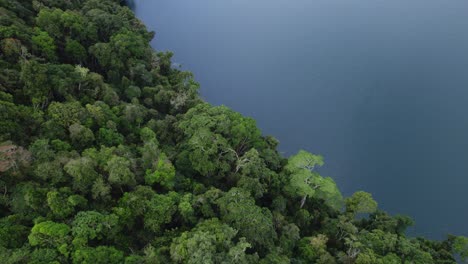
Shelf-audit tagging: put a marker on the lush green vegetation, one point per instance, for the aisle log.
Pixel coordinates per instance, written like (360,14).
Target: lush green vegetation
(108,155)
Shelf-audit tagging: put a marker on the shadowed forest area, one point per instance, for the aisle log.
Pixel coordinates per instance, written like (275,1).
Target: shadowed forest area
(108,155)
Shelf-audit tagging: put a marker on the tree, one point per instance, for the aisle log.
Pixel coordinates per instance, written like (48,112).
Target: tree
(44,45)
(360,202)
(304,182)
(119,172)
(238,209)
(163,174)
(83,173)
(50,234)
(92,225)
(209,242)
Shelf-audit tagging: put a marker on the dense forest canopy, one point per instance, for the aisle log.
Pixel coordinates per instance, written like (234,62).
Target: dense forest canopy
(108,155)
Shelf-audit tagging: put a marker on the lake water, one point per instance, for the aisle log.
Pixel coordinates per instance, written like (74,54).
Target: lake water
(379,87)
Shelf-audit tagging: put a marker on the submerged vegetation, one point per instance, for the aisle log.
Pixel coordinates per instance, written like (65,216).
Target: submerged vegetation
(108,155)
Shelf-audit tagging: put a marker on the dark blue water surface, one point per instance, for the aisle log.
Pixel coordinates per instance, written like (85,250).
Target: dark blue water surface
(379,87)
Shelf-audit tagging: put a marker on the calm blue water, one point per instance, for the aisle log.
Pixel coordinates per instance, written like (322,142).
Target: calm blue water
(379,87)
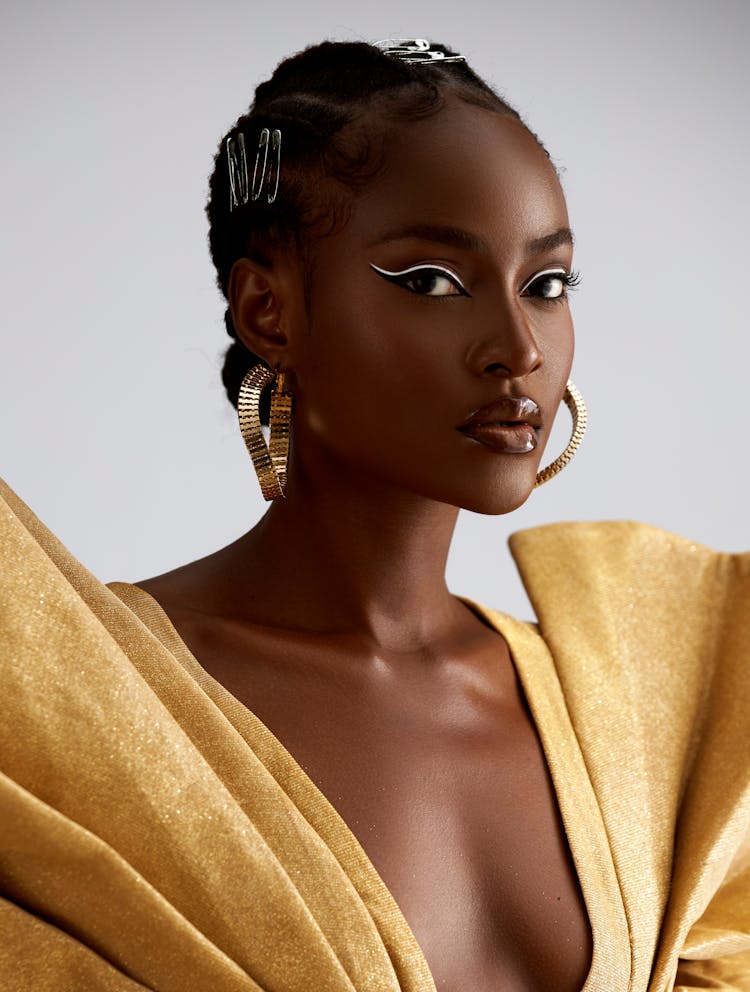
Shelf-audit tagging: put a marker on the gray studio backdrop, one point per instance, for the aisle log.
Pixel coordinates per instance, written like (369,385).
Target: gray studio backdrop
(114,427)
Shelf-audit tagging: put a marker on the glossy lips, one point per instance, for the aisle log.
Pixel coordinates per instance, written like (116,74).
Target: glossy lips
(508,425)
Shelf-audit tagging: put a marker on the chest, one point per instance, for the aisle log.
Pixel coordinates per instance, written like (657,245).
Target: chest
(445,785)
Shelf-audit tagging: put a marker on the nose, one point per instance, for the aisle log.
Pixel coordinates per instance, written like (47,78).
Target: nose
(510,349)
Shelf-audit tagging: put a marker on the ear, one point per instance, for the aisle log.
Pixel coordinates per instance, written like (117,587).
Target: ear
(257,298)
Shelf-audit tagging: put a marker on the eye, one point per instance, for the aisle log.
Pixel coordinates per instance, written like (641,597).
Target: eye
(425,280)
(551,284)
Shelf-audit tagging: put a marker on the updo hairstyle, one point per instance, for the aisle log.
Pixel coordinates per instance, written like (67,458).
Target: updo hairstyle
(317,99)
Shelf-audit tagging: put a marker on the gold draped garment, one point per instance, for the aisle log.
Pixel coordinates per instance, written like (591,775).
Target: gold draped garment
(154,834)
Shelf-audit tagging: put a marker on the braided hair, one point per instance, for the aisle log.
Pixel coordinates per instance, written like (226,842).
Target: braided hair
(313,97)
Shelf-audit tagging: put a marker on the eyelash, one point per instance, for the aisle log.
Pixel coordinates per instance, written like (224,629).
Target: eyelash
(401,278)
(570,280)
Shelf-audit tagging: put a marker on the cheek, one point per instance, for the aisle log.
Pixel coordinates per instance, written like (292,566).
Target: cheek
(369,372)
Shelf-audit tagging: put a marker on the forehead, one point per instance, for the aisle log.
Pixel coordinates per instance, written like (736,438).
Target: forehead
(466,168)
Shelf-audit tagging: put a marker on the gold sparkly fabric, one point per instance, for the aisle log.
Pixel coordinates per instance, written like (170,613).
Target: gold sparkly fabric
(155,835)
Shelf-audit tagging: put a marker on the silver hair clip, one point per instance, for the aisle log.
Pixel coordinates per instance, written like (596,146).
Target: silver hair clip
(237,163)
(414,50)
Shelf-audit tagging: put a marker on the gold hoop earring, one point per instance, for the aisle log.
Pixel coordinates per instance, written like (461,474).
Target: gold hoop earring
(269,460)
(574,402)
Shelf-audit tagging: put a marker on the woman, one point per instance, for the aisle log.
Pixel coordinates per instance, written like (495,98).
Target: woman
(301,763)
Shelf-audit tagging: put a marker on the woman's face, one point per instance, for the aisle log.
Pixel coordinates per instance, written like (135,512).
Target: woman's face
(432,303)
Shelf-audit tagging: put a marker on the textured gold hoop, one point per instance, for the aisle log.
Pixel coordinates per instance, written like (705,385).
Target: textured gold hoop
(269,460)
(574,402)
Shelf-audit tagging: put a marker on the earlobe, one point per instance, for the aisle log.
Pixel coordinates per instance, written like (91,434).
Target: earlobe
(256,305)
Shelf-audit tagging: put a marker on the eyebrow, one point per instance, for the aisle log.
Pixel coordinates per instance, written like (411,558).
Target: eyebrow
(447,234)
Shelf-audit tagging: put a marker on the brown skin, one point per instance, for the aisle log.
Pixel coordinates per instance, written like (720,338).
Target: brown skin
(331,618)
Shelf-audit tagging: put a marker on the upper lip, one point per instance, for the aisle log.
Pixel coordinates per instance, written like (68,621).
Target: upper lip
(506,410)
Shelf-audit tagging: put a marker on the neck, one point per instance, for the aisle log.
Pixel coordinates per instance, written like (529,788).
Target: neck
(351,554)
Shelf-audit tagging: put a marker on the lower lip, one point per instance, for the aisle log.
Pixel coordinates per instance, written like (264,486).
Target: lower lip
(513,439)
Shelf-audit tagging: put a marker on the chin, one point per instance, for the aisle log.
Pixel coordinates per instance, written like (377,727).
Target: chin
(494,504)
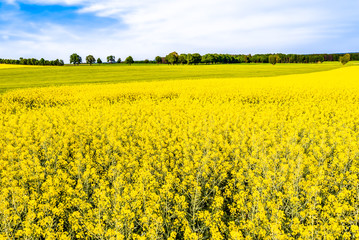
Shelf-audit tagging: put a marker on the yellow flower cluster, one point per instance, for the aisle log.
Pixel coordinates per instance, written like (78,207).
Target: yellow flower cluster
(255,158)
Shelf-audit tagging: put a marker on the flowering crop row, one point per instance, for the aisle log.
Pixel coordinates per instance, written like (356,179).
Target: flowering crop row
(259,158)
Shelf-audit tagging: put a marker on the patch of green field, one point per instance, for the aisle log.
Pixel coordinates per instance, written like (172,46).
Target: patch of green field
(26,77)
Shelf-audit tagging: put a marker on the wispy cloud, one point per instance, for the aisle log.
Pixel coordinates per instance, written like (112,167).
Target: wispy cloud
(148,28)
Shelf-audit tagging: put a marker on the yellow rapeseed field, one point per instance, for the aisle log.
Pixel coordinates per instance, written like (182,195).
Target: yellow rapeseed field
(250,158)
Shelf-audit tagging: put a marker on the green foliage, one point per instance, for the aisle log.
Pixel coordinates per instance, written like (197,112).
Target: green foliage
(172,58)
(111,59)
(158,60)
(182,58)
(75,59)
(345,59)
(90,59)
(37,76)
(196,58)
(272,59)
(129,60)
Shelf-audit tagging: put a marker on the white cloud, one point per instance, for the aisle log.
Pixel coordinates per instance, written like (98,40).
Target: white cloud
(148,28)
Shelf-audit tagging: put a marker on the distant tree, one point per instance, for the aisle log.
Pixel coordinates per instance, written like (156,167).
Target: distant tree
(129,60)
(111,59)
(42,62)
(90,59)
(197,58)
(75,59)
(345,59)
(182,59)
(158,60)
(190,59)
(272,59)
(208,58)
(172,58)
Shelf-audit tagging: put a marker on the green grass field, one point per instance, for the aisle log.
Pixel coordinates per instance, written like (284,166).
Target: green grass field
(38,76)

- PROBLEM REQUIREMENTS -
Rewrite all of the material above with "aisle log" replaced by "audit sheet" everywhere it occurs, leaving everything else unchanged. Omit the pictures from your answer.

- WRITTEN ANSWER -
Shelf-audit tagging: put a marker on the lush green vegetation, one point per instance, for the audit sheet.
Pixel coordinates per instance, written like (360,14).
Target: lush green vegetation
(108,155)
Shelf-audit tagging: put a marker on the shadowed forest area, one point per instance, for the audit sheet.
Pixel coordinates per instance, written like (275,1).
Target: shadowed forest area
(108,155)
Shelf-audit tagging: put a marker on the tree, one point per instance, for the audit sheet.
Pixel coordinates per instance, written like (48,112).
Target: tree
(44,45)
(360,202)
(304,182)
(119,172)
(238,209)
(163,174)
(83,173)
(50,234)
(92,225)
(209,242)
Shelf-audit tagging: put a marker on the dense forest canopy, one point per instance, for the audit sheet.
Pixel coordinates per instance, written like (234,62).
Target: dense forest canopy
(108,155)
Shelf-audit tagging: put a marker on the lake water, one point per instance, for the audit sheet.
Pixel coordinates per instance, written like (74,54).
Target: lake water
(379,87)
Shelf-audit tagging: put a marker on the submerged vegetation, one point per instance, for the audit sheet.
Pixel coordinates per instance, written like (65,216).
Target: submerged vegetation
(108,155)
Shelf-audit tagging: put a marker on the dark blue water surface, one point per instance, for the audit sheet.
Pixel coordinates per instance, written like (85,250).
Target: dark blue water surface
(379,87)
Shelf-audit tagging: put a marker on the calm blue water, one point per instance, for the audit sheet.
Pixel coordinates per instance, written like (322,142).
Target: calm blue water
(379,87)
Shelf-audit tagging: put a marker on the gray studio backdrop, one point per instance, for the audit sheet.
Pixel coordinates per instance, written like (369,385).
Target: gray studio backdrop
(114,427)
Shelf-audit tagging: put a marker on the glossy lips, one point per instance, for the audit sheet.
Pixel coordinates per instance, written like (116,74).
Target: glossy lips
(508,425)
Shelf-audit tagging: put a marker on the chest, one point per instance, for the audit sheet.
Pixel coordinates per instance, written like (657,245).
Target: chest
(445,785)
Shelf-audit tagging: put a marker on the nose, one point per instance, for the audit sheet.
Pixel coordinates per instance, written like (47,78).
Target: nose
(510,349)
Shelf-audit tagging: put a marker on the ear, one point per instance, for the audit sheet.
Pixel coordinates per instance, written like (117,587).
Target: ear
(257,298)
Shelf-audit tagging: put a marker on the eye, one point per instance, for the audit sheet.
Pixel coordinates per instance, written like (641,597).
Target: eye
(425,280)
(551,284)
Shelf-audit tagging: put a marker on the updo hairstyle, one point per instance, for the audit sheet.
Pixel coordinates per instance, written like (67,458).
Target: updo hairstyle
(317,99)
Shelf-audit tagging: put a marker on the gold draped garment, one point per instance, for the audit sheet.
Pixel coordinates per instance, written like (591,775).
Target: gold draped garment
(154,834)
Shelf-audit tagging: put a marker on the braided hair, one point per instance, for the audit sheet.
Pixel coordinates per instance, written like (226,842).
Target: braided hair
(313,97)
Shelf-audit tagging: put a marker on the eyelash, one point per instance, for the audit sheet.
Pixel coordinates per instance, written like (224,629).
Target: eyelash
(401,278)
(570,280)
Shelf-audit tagging: put a marker on the cheek, one point per instance, for the audit sheet.
Pixel coordinates per instance, written like (292,566).
Target: cheek
(369,372)
Shelf-audit tagging: put a marker on the forehead, one point per instance, for the audit sheet.
Pixel coordinates per instance, written like (736,438).
Target: forehead
(466,168)
Shelf-audit tagging: put a marker on the gold sparkly fabric, one point per instance, for the audit sheet.
Pixel coordinates per instance, written like (170,613).
Target: gold sparkly fabric
(155,835)
Shelf-audit tagging: put a marker on the silver hair clip, one point per instance, for the audit sheet.
Pixel coordinates per instance, written like (596,146).
Target: silver hair clip
(237,163)
(414,50)
Shelf-audit tagging: put a marker on the gold hoop earring, one point per instance, for the audit sheet.
Pixel coordinates per instance, written like (461,474).
Target: gold hoop earring
(269,460)
(574,402)
Shelf-audit tagging: put a marker on the woman, one point per instance, for the audit sheet.
Pixel coordinates per instance, written like (495,98).
Target: woman
(301,763)
Shelf-audit tagging: put a marker on the woman's face, one point per instance, for the audit sheet.
Pixel coordinates per instance, written like (135,512).
Target: woman's face
(432,303)
Shelf-audit tagging: put a marker on the textured gold hoop, one point per instance, for the audit sheet.
Pixel coordinates per instance, written like (705,385).
Target: textured gold hoop
(269,460)
(574,402)
Shelf-audit tagging: put a marker on the earlobe, one point per instance, for the audit sheet.
Pixel coordinates per instance, written like (91,434).
Target: earlobe
(256,305)
Shelf-audit tagging: put a marker on the eyebrow, one point per instance, for the audit sheet.
Pixel coordinates per instance, written like (411,558).
Target: eyebrow
(447,234)
Shelf-audit tagging: put a marker on the brown skin, one point per instance, for the audit sheet.
Pixel coordinates per instance, written like (720,338).
Target: brown skin
(331,618)
Shelf-audit tagging: put a marker on the upper lip, one point per instance, for the audit sheet.
Pixel coordinates per instance, written like (68,621).
Target: upper lip
(506,410)
Shelf-audit tagging: put a marker on the neck, one point per instance, for the audit sheet.
Pixel coordinates per instance, written like (529,788).
Target: neck
(351,554)
Shelf-audit tagging: put a marker on the lower lip, one point per instance, for the audit sheet.
Pixel coordinates per instance, written like (264,486).
Target: lower lip
(513,439)
Shelf-audit tagging: put a marker on the chin, one point per instance, for the audit sheet.
Pixel coordinates per instance, written like (377,727).
Target: chin
(494,504)
Shelf-audit tagging: put a marker on the yellow flower cluster, one point per instance, for the audit sheet.
Pixel coordinates per instance, written like (78,207).
Target: yellow flower cluster
(255,158)
Shelf-audit tagging: put a marker on the flowering crop row, one point per instance, for the audit sheet.
Pixel coordinates per instance, written like (356,179).
Target: flowering crop row
(259,158)
Shelf-audit tagging: put a marker on the patch of green field, one point per instance, for the audit sheet.
Pixel coordinates per instance, written like (172,46).
Target: patch of green field
(26,77)
Shelf-audit tagging: put a marker on the wispy cloud, one point per instance, for the audit sheet.
Pixel coordinates per instance, written like (112,167).
Target: wispy cloud
(148,28)
Shelf-audit tagging: put a marker on the yellow rapeseed field, one point per instance, for the audit sheet.
Pixel coordinates per instance, written like (182,195).
Target: yellow rapeseed field
(250,158)
Shelf-audit tagging: put a marker on the green foliage, one point per instance, for the audit sheet.
Pixel coordinates per instance, written like (197,112).
Target: green foliage
(172,58)
(111,59)
(158,60)
(182,58)
(75,59)
(345,59)
(90,59)
(37,76)
(196,58)
(272,59)
(129,60)
Shelf-audit tagging: put a marker on the white cloud, one point per instance, for the audit sheet.
Pixel coordinates per instance, written like (98,40).
Target: white cloud
(148,28)
Shelf-audit tagging: put a marker on the distant tree, one point per instance, for the audit sheet.
Pixel coordinates per instance, written like (156,167).
Target: distant tree
(129,60)
(111,59)
(42,62)
(90,59)
(197,58)
(75,59)
(345,59)
(182,59)
(158,60)
(190,59)
(272,59)
(208,58)
(172,58)
Shelf-audit tagging: put a marker on the green grass field, one point per instance, for the audit sheet.
Pixel coordinates per instance, written like (284,166).
Target: green grass field
(38,76)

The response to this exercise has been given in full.